Reading text:

++++

In a chilling replication of the violence in the US Capitol in Washington DC by supporters of former US President Donald Trump two years back, hundreds of supporters of Brazil’s recently ousted President Jair Bolsonaro stormed the country’s seats of power – the Congress, the Presidential palace and the Supreme Court – in the capital Brasilia, damaging public property and offices. About 1,500 rioters have been arrested since the mayhem 8 January, according to Brazilian Justice Minister Flavio Dino.
The violence was unleashed a week after the new President Luiz Inacio Lula da Silva took charge following a victory over Bolsonaro in a run-off election 30 October. There are both similarities and dissimilarities between the two assaults on democracy. Bolsonaro is a close ally of Trump and both had threatened not to accept the electoral verdict if it went against them. Both had also cast doubts on the reliability of voting machines and apprehended without any basis electoral fraud by their rivals. Television footage showed the same dangerous pattern of violence in the two incidents. Nearly repeating the vandalism in the Capitol, massive crowds in Brasília walked up a ramp and broke into the Congressional building. Thereafter they entered the Supreme Court and the Presidential palace and the mayhem turned even worse. The floor of the Congress building was flooded after the sprinkler system activated when protesters attempted to set fire to the carpet. Brazil’s Presidential Communications Minister Paulo Pimenta’s description of the scene of violence showed blood, faeces and urine in palace rooms. Onlookers said the marauding crowd seemed beside themselves with hate. They were running down hallways, smashing things, urinating, defecating in the corridors and in the rooms on a destruction spree.

++++

Source data:
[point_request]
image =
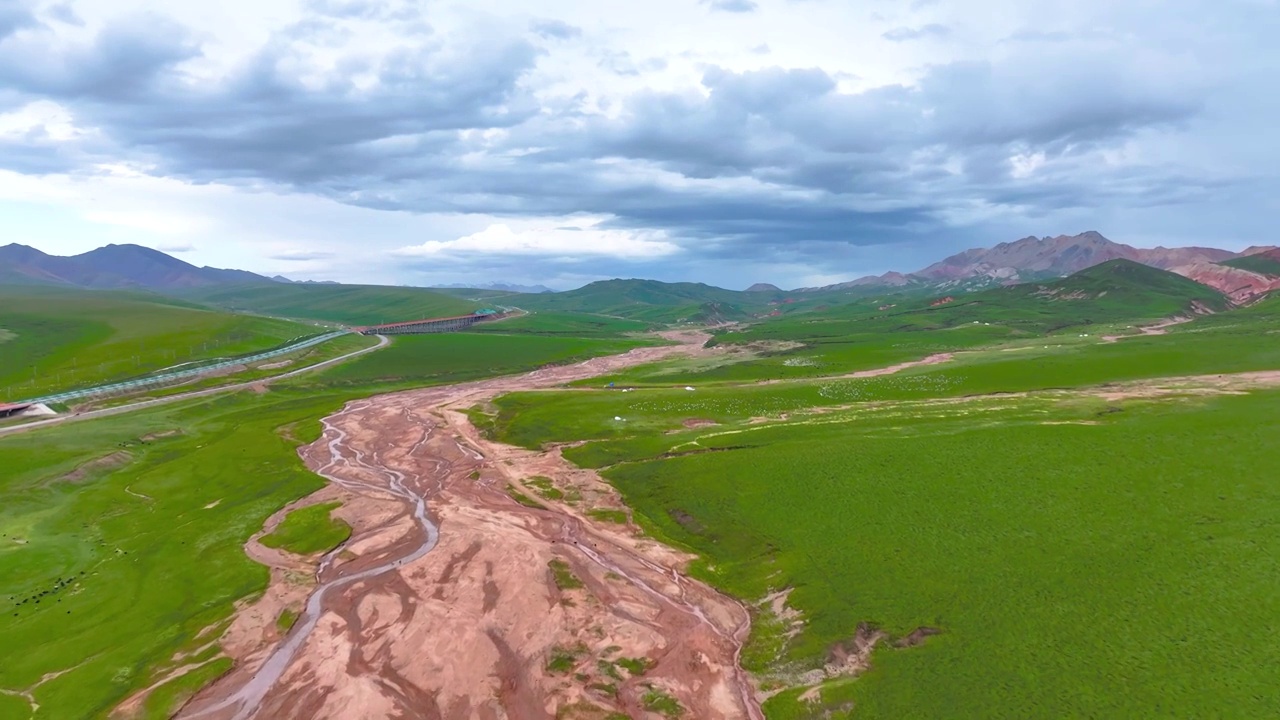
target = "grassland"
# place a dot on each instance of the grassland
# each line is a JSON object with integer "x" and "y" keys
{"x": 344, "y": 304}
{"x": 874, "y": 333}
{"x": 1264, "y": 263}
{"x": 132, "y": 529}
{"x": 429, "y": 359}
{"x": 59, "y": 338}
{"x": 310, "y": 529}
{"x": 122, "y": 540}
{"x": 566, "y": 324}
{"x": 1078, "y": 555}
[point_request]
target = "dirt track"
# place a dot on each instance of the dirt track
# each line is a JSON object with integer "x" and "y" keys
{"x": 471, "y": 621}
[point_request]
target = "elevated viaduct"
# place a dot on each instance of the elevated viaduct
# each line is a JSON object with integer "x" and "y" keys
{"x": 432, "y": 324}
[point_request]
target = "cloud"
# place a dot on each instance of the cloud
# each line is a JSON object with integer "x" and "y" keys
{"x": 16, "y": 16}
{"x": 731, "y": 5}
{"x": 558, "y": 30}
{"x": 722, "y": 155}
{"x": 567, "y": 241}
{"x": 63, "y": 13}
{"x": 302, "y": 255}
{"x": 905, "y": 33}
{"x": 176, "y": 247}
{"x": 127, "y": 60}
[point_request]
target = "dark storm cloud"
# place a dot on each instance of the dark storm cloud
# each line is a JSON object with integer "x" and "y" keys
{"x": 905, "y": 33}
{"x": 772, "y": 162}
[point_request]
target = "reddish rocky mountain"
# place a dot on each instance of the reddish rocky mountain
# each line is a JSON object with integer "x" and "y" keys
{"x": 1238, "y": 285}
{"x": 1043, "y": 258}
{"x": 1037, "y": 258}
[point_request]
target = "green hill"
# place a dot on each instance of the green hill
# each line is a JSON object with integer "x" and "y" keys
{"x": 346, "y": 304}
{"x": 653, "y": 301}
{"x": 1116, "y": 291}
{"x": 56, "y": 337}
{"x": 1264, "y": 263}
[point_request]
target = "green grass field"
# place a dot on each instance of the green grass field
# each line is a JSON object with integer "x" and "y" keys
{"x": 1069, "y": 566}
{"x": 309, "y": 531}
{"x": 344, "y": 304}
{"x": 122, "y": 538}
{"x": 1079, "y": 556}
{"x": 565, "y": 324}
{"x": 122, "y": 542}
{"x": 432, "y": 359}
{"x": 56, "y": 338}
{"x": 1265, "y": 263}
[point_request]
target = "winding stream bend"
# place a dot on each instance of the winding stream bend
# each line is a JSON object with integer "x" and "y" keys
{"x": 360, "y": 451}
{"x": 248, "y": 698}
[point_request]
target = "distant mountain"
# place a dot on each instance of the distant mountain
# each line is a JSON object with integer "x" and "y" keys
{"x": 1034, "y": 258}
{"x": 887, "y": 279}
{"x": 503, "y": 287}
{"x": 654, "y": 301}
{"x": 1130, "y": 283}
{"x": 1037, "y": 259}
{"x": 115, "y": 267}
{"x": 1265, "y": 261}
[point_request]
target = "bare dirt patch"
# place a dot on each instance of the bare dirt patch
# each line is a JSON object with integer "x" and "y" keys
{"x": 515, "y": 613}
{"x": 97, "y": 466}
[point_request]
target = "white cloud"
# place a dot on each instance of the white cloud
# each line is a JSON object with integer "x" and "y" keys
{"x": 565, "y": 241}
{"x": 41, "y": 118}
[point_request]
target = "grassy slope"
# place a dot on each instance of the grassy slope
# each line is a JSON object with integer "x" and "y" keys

++++

Task requirements:
(a) Answer these questions from the text on the Brasília riots:
(i) How many rioters had been arrested, according to Brazil's Justice Minister?
(ii) On what date was the run-off election between Lula and Bolsonaro held?
(iii) What caused the floor of the Congress building to flood?
(b) Reproduce everything in the text on the Brasília riots from "In a chilling" down to "Minister Flavio Dino.".
(c) Write what comes next in the text on the Brasília riots, picking up after its final sentence.
Nothing here requires the records.

Exercise answers:
(a)
(i) About 1,500.
(ii) 30 October.
(iii) The sprinkler system activated when protesters attempted to set fire to the carpet.

(b)
In a chilling replication of the violence in the US Capitol in Washington DC by supporters of former US President Donald Trump two years back, hundreds of supporters of Brazil’s recently ousted President Jair Bolsonaro stormed the country’s seats of power – the Congress, the Presidential palace and the Supreme Court – in the capital Brasilia, damaging public property and offices. About 1,500 rioters have been arrested since the mayhem 8 January, according to Brazilian Justice Minister Flavio Dino.

(c)
The Federal District Governor Ibaneis Rocha, a Bolsonaro follower, said the arrested “will pay for the crimes committed.” Hours later, however, Rocha himself was suspended from his post for 90 days by Supreme Court Justice Alexandre de Moraes. All this happened because the administration appeared to be still under the influence of Bolsonaro. President Lula charged the incidents would not have taken place without the connivance of pro-Bolsonaro elements in the administration.
One striking difference between Trump and Bolsonaro is that while Trump had publicly incited his supporters to go on the rampage to undo the election results, Bolsonaro was conspicuous by his absence from the scene of violence. In fact, he was then in the United States, hanging out in a Florida suburb, not far from Disney World. He neither delivered any speeches nor did he exhort the crowds to march on the halls of power. The next day, Bolsonaro reportedly checked into a hospital with abdominal pain. On the other hand, Bolsonaro is yet to fully concede defeat which is why he skipped the installation ceremony of President Lula.
This puts the rampaging supporters of Bolsonaro in a different light, compared to those of Trump. It appears Trump’s supporters needed help from their leader for the attack on the Capitol. But, Bolsonaro’s followers apparently knew what they would do without promptings from their leader. However, this behaviour is not limited to Trump and Bolsonaro.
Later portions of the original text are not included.